## Exercise aim
Your answer must be an exact copy of every record.

## Information
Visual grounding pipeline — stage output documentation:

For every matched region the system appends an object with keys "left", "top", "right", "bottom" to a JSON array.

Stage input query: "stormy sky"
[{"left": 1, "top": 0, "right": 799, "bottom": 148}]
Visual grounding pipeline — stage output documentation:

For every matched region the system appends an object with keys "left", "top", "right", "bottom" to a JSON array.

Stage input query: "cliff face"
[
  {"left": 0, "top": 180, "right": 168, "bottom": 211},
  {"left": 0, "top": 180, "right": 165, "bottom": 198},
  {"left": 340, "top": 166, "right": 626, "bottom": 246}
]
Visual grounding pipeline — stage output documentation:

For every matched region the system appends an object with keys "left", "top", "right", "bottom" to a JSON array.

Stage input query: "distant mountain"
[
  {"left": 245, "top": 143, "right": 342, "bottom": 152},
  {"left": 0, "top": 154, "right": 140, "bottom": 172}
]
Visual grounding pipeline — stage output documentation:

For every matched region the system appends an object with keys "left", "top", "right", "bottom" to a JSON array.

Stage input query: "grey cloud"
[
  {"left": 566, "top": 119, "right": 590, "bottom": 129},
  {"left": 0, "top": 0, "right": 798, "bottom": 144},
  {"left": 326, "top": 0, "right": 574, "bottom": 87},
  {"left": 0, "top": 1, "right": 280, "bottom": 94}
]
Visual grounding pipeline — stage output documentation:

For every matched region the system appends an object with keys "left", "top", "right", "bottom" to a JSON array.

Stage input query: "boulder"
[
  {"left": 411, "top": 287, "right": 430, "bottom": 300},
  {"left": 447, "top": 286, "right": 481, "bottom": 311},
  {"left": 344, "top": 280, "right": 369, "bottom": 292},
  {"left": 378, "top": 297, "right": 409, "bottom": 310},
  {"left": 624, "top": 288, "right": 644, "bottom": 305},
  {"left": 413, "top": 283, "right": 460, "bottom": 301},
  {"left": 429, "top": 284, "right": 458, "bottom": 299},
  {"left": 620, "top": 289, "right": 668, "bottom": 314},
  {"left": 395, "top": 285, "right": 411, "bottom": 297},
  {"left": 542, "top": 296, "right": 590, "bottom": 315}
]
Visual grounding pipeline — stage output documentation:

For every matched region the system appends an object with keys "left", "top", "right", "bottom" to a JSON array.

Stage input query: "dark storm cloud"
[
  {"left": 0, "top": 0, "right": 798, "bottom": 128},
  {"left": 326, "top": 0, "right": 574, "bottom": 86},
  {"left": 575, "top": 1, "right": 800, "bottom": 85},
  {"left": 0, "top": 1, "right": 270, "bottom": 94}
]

## Result for this exercise
Visual grounding pipeline — stage output documentation:

For every matched region the system appends an object with keys "left", "top", "right", "bottom" to a JSON array.

Stage input query: "stormy sky"
[{"left": 1, "top": 0, "right": 799, "bottom": 148}]
Visual grounding pipeline — stage output documentation:

For every matched region the system appends an object with keys "left", "top", "right", "bottom" to a JSON array.

Stage input query: "cliff face"
[
  {"left": 0, "top": 180, "right": 168, "bottom": 211},
  {"left": 0, "top": 180, "right": 165, "bottom": 198},
  {"left": 340, "top": 166, "right": 626, "bottom": 246}
]
Visual grounding pipeline — stage output documentation:

For every matched region the system appends an object with keys "left", "top", "right", "bottom" to a JSON array.

Stage input query: "distant mountain"
[
  {"left": 245, "top": 143, "right": 342, "bottom": 152},
  {"left": 0, "top": 154, "right": 140, "bottom": 172}
]
Visual grounding pipeline — stage output documentation:

For every matched region the system appends an object with keys "left", "top", "right", "bottom" to a JSON array.

Stage input query: "grey cloud"
[
  {"left": 566, "top": 119, "right": 590, "bottom": 129},
  {"left": 0, "top": 0, "right": 798, "bottom": 144},
  {"left": 326, "top": 0, "right": 574, "bottom": 87},
  {"left": 0, "top": 1, "right": 280, "bottom": 94}
]
Visual grounding pipeline — stage output documentation:

For every matched region the system appends an object with keys "left", "top", "right", "bottom" to a JSON array.

Stage input query: "boulder"
[
  {"left": 411, "top": 287, "right": 430, "bottom": 300},
  {"left": 447, "top": 286, "right": 481, "bottom": 311},
  {"left": 344, "top": 280, "right": 369, "bottom": 292},
  {"left": 378, "top": 297, "right": 409, "bottom": 310},
  {"left": 624, "top": 288, "right": 644, "bottom": 305},
  {"left": 413, "top": 283, "right": 460, "bottom": 301},
  {"left": 429, "top": 284, "right": 458, "bottom": 299},
  {"left": 620, "top": 289, "right": 668, "bottom": 314},
  {"left": 395, "top": 285, "right": 411, "bottom": 297},
  {"left": 542, "top": 296, "right": 590, "bottom": 315}
]
Visual grounding pipeline — stage output documentation:

For every matched region the system appends an object with keys "left", "top", "right", "bottom" to a JSON array.

Stage input query: "dark storm cloud"
[
  {"left": 0, "top": 0, "right": 798, "bottom": 128},
  {"left": 326, "top": 0, "right": 574, "bottom": 86},
  {"left": 575, "top": 1, "right": 800, "bottom": 85},
  {"left": 0, "top": 1, "right": 270, "bottom": 94}
]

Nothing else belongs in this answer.